■ Supplied passage
┌──
Motivation and demotivation #nlpoli #nlvotes

“Complacency is your greatest enemy in an election,” Progressive Conservative Leader Kathy Dunderdale said Sunday.

“When it's hard to motivate people to become engaged to get out and to cast their ballot, then you have a concern about that.”

That’s a quote CBC used out as part of a story that focuses, curiously enough, on how one political leader and only one political leader is responding to an issue in the election:  lack of apparent voter interest.

The story casts Kathy Dunderdale in the role of impartial election commentator not as the leader of a political party who is – quite obviously – failing to motivate people to vote for her and her fellow Tories.

The story also mentions poll results to make sure no one forgets what election reporting is really all about.  There at the post… yada yada yada

Dunderdale’s not alone. All three leaders have that problem – failing to inspire voters positively -  but it varies from party to party.

Dunderdale is the one whose inability to find any energy in  her campaign stands in stark contrast to her slogan.

Now when news media do this sort of reporting, there’s no giant conspiracy.  It’s just a sign of how much reporting in this province has become an adjunct of the political system.

The political story of the parties struggling against voter disinterest or the Tories and Dippers fighting in St,. John’s is is part of the real story of this election and, right up until the end,  CBC and every other news media outlet in the province has ignored it.

Why are people so unmoved by the politicians?  And if they are moved, at least in St. John’s, why is it to move from the Tories to the NDP?

Fascinating stuff.

But you’ll never find it in the conventional media.

There it’s all horse races and Kathy Dunderdale and others with an interest in the campaign framing their stories for themselves.
└──
■ Available data
┌──
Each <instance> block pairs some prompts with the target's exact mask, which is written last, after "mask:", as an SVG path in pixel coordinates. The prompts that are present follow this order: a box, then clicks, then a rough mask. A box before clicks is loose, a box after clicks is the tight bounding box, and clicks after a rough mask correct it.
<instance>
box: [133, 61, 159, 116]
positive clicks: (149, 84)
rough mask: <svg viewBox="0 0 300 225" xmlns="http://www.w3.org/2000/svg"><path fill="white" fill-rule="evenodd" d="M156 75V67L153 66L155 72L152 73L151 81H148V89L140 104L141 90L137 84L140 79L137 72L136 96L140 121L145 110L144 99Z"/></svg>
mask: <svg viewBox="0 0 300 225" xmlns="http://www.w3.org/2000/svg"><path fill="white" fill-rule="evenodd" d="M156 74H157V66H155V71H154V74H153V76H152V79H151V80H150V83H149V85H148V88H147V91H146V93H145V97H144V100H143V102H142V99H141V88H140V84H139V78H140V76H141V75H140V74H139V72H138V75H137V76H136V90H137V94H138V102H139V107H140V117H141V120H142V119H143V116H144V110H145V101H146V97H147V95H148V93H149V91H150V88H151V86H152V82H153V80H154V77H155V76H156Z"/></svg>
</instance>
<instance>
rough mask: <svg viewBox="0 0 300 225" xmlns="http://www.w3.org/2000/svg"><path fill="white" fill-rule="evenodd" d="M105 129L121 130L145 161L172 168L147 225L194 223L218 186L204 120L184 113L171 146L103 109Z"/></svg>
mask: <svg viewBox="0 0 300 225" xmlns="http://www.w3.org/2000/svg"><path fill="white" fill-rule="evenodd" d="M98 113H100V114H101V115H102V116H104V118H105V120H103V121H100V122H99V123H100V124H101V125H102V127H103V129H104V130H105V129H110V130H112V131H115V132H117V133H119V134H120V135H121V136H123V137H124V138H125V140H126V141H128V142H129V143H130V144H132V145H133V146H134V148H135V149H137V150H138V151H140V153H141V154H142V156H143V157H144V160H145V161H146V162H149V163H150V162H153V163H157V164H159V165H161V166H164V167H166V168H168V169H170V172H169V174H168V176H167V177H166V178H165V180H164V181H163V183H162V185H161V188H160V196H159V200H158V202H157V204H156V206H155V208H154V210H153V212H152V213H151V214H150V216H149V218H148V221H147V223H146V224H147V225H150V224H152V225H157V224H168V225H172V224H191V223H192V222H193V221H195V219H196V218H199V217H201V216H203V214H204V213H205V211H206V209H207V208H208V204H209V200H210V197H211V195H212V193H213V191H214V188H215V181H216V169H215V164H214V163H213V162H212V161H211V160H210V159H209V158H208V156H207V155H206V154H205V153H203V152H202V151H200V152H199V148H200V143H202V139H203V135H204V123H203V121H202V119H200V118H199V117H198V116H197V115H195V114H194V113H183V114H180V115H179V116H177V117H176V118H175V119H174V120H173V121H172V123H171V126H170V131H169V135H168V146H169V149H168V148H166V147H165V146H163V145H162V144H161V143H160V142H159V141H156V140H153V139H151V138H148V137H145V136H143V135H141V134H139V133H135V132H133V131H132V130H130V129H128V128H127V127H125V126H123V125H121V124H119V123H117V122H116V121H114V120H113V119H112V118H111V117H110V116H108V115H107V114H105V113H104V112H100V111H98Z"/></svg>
└──
■ Activities
A - Duplicate the part of the election post between "Why are people" and "stories for themselves.", inclusive.
B - Format the lines of the rows between the line holding "</instance>" and the line holding "129L121 130L145 161L172", inclusive, as a JSON list of strings with one string per line, leaving out blank lines.
The rows have nothing to do with the election post.

■ Responses by item number
A -
Why are people so unmoved by the politicians?  And if they are moved, at least in St. John’s, why is it to move from the Tories to the NDP?

Fascinating stuff.

But you’ll never find it in the conventional media.

There it’s all horse races and Kathy Dunderdale and others with an interest in the campaign framing their stories for themselves.

B -
[
  "</instance>",
  "<instance>",
  "rough mask: <svg viewBox=\"0 0 300 225\" xmlns=\"http://www.w3.org/2000/svg\"><path fill=\"white\" fill-rule=\"evenodd\" d=\"M105 129L121 130L145 161L172 168L147 225L194 223L218 186L204 120L184 113L171 146L103 109Z\"/></svg>"
]